**Work instruction 1:** Copy the stretch of the exhibition roundup from "Bertolt Brecht’s adage" through "exhibitions of 2025." without any changes.
**Work instruction 2:** Translate this sentence from the exhibition roundup into Spanish: "Some of the idiosyncratic artistic tools he used, like a 12-foot-long rake he called ‘the developer’, were also on view."
**Work instruction 3:** Mark each statement yes or no according to the exhibition roundup, and quote the words that decide it: (a) The Jack Whitten retrospective at MoMA included about 180 works. (b) 'MONUMENTS' closes in December 2025. (c) The Confederate monument reinstalled in Washington, D.C. had been removed during the 2020 Black Lives Matter protests.

**Document text:**
"""
The Ten Best Shows in the Americas of 2025

From a major Jack Whitten retrospective at MoMA to a storytelling-focused SITE Santa Fe International, these are this year’s standout exhibitions

BY Cassie Packard in Critic's Guides | 17 DEC 25

 

Bertolt Brecht’s adage about singing in dark times hovers around the edges of this list of great shows in a distinctly grim year. At The Brick and the Museum of Contemporary Art, Los Angeles, the long-awaited ‘MONUMENTS’ foregrounded ongoing debates over the fate of Confederate statues; Nicole Eisenman’s show at 52 Walker, New York, reckoned with some of the thorny conditions that artists face today; the first major institutional survey devoted to Wafaa Bilal, at the Museum of Contemporary Art, Chicago, skewered the violences of neocolonialism; and a solo presentation of work by Carl Cheng at the Institute of Contemporary Art, Philadelphia, cast a gimlet eye on the complexities of the anthropocene. In no particular order, here are some of the standout exhibitions of 2025.

Jack Whitten | Museum of Modern Art, New York

Jack-Whitten-The-Messenger-2025
Jack Whitten, ‘The Messenger’, 2025, exhibition view. Courtesy: The Museum of Modern Art, New York; photograph: Jonathan Dorado

A restless innovator, Jack Whitten spent six decades making work as delicately and precisely attuned to social and technological contexts as to its own aesthetic frequencies. His robust MoMA retrospective featured some 180 examples spanning his prodigious practice: from the toner works on paper he created while in residence at Xerox Corporation, to acrylic tesserae homages to figures including James Baldwin and W. E. B. Du Bois, to teetering sculptures incorporating e-waste. Some of the idiosyncratic artistic tools he used, like a 12-foot-long rake he called ‘the developer’, were also on view. Paintings here cast their own shadows: due less to their slabbed, fragmented and raked surfaces than to the sheer magnitude of their presence.

MONUMENTS’ | The Brick and the Museum of Contemporary Art, Los Angeles

Kara-Walker-Monuments-2025
Kara Walker, Unmanned Drone, 2023, bronze, 3.4 × 3.9 × 1.4 m, exhibition view. Courtesy: The Brick, Los Angeles, the artist and Sikkema Malloy Jenkins; photograph: Ruben Diaz

A show some eight years in the making, ‘MONUMENTS’ meets the moment. Co-curated by The Brick’s director Hamza Walker, senior curator Bennett Simpson of the Museum of Contemporary Art, Los Angeles, and artist Kara Walker, the exhibition was conceived amid racial justice protests in the US, when Confederate monuments, seen by many as altars to racist ideologies, were vandalized, toppled or removed from public view. The curators not only secured decommissioned monuments for display, but also presented contemporary artworks that responded to the toppled monument phenomenon, perhaps most notably Kara Walker’s Unmanned Drone (2023). Within a week of the show opening, a Confederate monument removed during the 2020 Black Lives Matter protests was reinstalled in Washington, D.C. in accordance with an executive order by US President Donald Trump. ‘MONUMENTS’ runs until 3 May 2026.
"""
**Data:**
"""
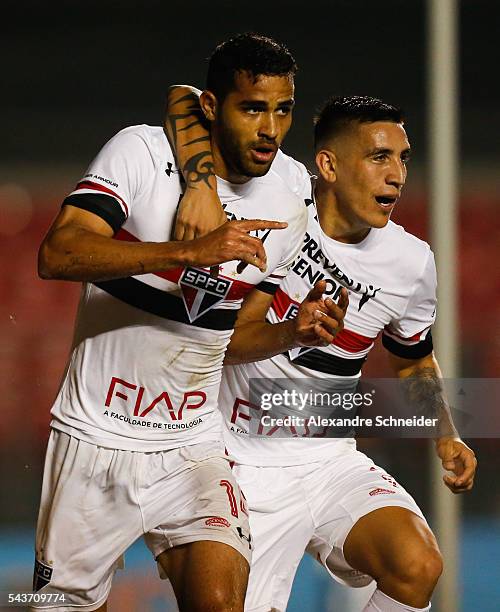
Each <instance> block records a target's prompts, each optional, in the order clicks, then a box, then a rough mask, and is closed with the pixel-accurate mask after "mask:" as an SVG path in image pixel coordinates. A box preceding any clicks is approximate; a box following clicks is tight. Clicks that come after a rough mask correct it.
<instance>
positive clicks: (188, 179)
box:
"""
**Answer area 1:**
Bertolt Brecht’s adage about singing in dark times hovers around the edges of this list of great shows in a distinctly grim year. At The Brick and the Museum of Contemporary Art, Los Angeles, the long-awaited ‘MONUMENTS’ foregrounded ongoing debates over the fate of Confederate statues; Nicole Eisenman’s show at 52 Walker, New York, reckoned with some of the thorny conditions that artists face today; the first major institutional survey devoted to Wafaa Bilal, at the Museum of Contemporary Art, Chicago, skewered the violences of neocolonialism; and a solo presentation of work by Carl Cheng at the Institute of Contemporary Art, Philadelphia, cast a gimlet eye on the complexities of the anthropocene. In no particular order, here are some of the standout exhibitions of 2025.

**Answer area 2:** Algunas de las herramientas artísticas idiosincrásicas que utilizaba, como un rastrillo de 12 pies de largo al que llamaba «el revelador», también se exhibieron.

**Answer area 3:**
(a) Yes: "His robust MoMA retrospective featured some 180 examples spanning his prodigious practice"
(b) No: "‘MONUMENTS’ runs until 3 May 2026."
(c) Yes: "a Confederate monument removed during the 2020 Black Lives Matter protests was reinstalled in Washington, D.C."